Kaynak:
**********

Türkiye’nin “Mevlana’nın Dünyanın İlk Psikoloğu” gerçeğini kullanmamasına hayret ediyorum.
29 Ocak 1998 Cumartesi gecesi, New York’ta Amerikan Doğal Tarih müzesinin ana salonunda seyirciler perdenin açılmasını bekliyorlardı. 1871 yılında kurulmuş olan bu müze, bugün dünyanın en büyük alana kurulu olan müzesidir. Bu tarihi müzede o akşam tarihi bir gerçek ilk defa ortaya çıkmaktaydı.
Perde açıldığında oynanan oyun: Healing of The Heart/Aşkın Tedavisi’ydi. Bu oyun, tarihte ilk psikoanalizin Mevlana tarafından yazılı olduğunu ortaya çıkarıyordu.
O yıllarda Mevlana üzerine bir belgesel film yapmıştım. Mevlana’nın Mesnevi’nin birinci cildindeki ilk öykü olan Padişahın Aşık Olduğu Kızı İyileştirmesi’ni okuduğumda psikoanalizin kurucusu Freud ve Jung dan tam 600 yıl evvel psikoanalizin bu öyküde yazılı olmasına hayret etmiştim. Bu eşsiz tarihsel gerçeğin ortaya çıkarılması için öyküyü tiyatro oyunu olarak yazdım. Oyunu yönettim ve bu gece oyunun galası New York’un bu çok önemli sahnesinde yapılmaktaydı.
Perde açıldı.
Sahnede padişah avdan dönerken gördüğü bir köylü kıza aşık oldu. Kızı sarayına getirdi, kızın her istediğini ona sunmaktaydı. Fakat kız hasta olmuş, yatağa düşmüş, yemeden içmeden kesilmiş hızla kilo kaybetmekteydi. Padişah ülkesine haber saldı, kızı iyileştirecek kişiye bütün servetini verecekti. Tabii bütün hekimler sarayın kapısında kuyruk oldu. Her bir hekim kızı muayene etse, ilaç verse de kız bir türlü iyi olmuyordu. Günler geçmekte, kız her geçen gün daha kötüleşmekteydi. Ümitlerin kesildiği bir gün ben iyileştiririm diye bir derviş geldi. Sahnedeki oyun Mesnevi den alınan metinle devam ediyordu:
Derviş: Padişahım odada kimse kalmasın, yakınını da uzaklaştırın, yabancıyı da. Dehlizlerde kimse kulak vermesin, kimse dinlemesin de şu cariyeciğe bir şeyler sorayım.
Oda boşaltıldı. Odada derviş hekimle hastadan başka kimse kalmadı. Hekim çok sakin bir ses tonuyla nerelisin sen dedi. Çünkü her şehir halkının ilacı ayrı olur diye ekledi. Elini kızın nabzına koymuş. Bütün detaylarıyla ona yaşamını anlattırıyordu.

**********

Sağlanan Veriler:
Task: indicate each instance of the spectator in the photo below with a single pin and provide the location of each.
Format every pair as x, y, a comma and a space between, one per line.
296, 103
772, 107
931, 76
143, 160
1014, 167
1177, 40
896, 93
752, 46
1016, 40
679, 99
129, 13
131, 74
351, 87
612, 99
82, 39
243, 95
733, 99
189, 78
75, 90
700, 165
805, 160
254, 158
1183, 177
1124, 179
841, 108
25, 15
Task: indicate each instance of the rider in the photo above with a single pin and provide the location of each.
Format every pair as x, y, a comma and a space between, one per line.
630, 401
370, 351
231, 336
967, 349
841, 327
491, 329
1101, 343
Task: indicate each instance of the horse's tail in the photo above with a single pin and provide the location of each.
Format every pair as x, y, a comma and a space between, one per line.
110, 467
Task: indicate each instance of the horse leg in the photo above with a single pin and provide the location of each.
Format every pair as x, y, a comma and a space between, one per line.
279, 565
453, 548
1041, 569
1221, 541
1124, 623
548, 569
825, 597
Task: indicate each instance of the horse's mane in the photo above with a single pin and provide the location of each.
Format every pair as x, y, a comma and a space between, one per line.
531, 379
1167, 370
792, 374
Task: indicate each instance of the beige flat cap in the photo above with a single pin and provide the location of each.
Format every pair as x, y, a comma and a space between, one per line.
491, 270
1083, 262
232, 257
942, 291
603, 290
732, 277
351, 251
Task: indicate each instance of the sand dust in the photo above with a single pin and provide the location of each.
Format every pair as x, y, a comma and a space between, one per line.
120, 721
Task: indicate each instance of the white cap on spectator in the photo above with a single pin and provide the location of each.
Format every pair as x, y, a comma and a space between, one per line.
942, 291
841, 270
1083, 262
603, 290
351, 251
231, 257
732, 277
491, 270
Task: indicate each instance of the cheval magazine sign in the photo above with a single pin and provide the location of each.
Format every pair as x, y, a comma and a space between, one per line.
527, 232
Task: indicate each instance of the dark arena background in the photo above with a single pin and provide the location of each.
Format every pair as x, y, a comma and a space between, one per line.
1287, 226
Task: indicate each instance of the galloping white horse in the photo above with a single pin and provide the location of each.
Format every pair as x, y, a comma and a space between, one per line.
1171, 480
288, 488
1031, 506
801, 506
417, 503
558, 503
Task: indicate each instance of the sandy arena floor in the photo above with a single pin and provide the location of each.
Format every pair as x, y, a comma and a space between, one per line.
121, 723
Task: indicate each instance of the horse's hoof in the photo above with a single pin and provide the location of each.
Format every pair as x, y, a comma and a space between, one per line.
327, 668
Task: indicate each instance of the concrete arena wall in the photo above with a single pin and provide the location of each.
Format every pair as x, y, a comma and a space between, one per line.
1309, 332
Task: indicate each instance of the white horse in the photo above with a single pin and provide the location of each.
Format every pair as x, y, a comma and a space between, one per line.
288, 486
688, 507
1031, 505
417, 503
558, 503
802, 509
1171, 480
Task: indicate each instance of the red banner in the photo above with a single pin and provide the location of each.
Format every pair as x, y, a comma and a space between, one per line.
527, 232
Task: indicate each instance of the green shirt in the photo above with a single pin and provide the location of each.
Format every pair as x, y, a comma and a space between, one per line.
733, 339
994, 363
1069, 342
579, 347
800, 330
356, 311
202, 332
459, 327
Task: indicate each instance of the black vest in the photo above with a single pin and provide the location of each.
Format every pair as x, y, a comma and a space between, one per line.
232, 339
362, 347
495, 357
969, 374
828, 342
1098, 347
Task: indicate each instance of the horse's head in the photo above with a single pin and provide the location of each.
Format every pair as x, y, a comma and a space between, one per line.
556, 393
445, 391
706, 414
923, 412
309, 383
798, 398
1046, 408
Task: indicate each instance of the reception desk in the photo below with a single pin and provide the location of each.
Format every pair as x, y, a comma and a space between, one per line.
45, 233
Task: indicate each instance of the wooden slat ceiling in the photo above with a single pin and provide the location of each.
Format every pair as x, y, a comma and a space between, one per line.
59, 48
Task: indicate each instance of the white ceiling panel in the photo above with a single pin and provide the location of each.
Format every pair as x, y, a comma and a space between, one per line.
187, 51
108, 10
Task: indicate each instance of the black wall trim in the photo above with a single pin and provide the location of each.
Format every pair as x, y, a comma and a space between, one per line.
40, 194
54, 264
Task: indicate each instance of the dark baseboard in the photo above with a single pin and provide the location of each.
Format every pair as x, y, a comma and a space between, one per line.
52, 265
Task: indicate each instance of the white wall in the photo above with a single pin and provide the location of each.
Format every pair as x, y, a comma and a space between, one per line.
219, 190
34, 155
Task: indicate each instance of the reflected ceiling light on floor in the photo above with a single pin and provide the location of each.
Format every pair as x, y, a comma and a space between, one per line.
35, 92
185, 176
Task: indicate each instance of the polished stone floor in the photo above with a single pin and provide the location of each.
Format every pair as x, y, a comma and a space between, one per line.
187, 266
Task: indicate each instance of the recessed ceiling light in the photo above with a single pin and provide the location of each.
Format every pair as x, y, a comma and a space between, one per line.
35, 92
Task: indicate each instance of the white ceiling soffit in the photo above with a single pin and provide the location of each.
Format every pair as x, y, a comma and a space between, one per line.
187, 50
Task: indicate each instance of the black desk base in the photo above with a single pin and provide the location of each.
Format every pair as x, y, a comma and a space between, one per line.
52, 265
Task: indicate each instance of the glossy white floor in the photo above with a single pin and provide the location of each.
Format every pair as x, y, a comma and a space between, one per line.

**********

İstenen Görevler:
a: Kaynağa göre aşağıdaki soruları yanıtlayın.
(i) Amerikan Doğal Tarih müzesi hangi yılda kurulmuştur?
(ii) Perde açıldığında oynanan oyunun adı nedir?
(iii) Hekim, kıza yerini sorduktan sonra buna hangi gerekçeyi eklemiştir?
b: Kaynakta "O yıllarda Mevlana" ile "önemli sahnesinde yapılmaktaydı." arasındaki bölümü, bu ifadeler de dahil olmak üzere, "belgesel film" ifadesini "kısa film" ile değiştirerek yeniden yazın.

Sorunların Çözümleri:
a:
(i) 1871
(ii) Healing of The Heart/Aşkın Tedavisi
(iii) Her şehir halkının ilacının ayrı olduğunu eklemiştir.

b:
O yıllarda Mevlana üzerine bir kısa film yapmıştım. Mevlana’nın Mesnevi’nin birinci cildindeki ilk öykü olan Padişahın Aşık Olduğu Kızı İyileştirmesi’ni okuduğumda psikoanalizin kurucusu Freud ve Jung dan tam 600 yıl evvel psikoanalizin bu öyküde yazılı olmasına hayret etmiştim. Bu eşsiz tarihsel gerçeğin ortaya çıkarılması için öyküyü tiyatro oyunu olarak yazdım. Oyunu yönettim ve bu gece oyunun galası New York’un bu çok önemli sahnesinde yapılmaktaydı.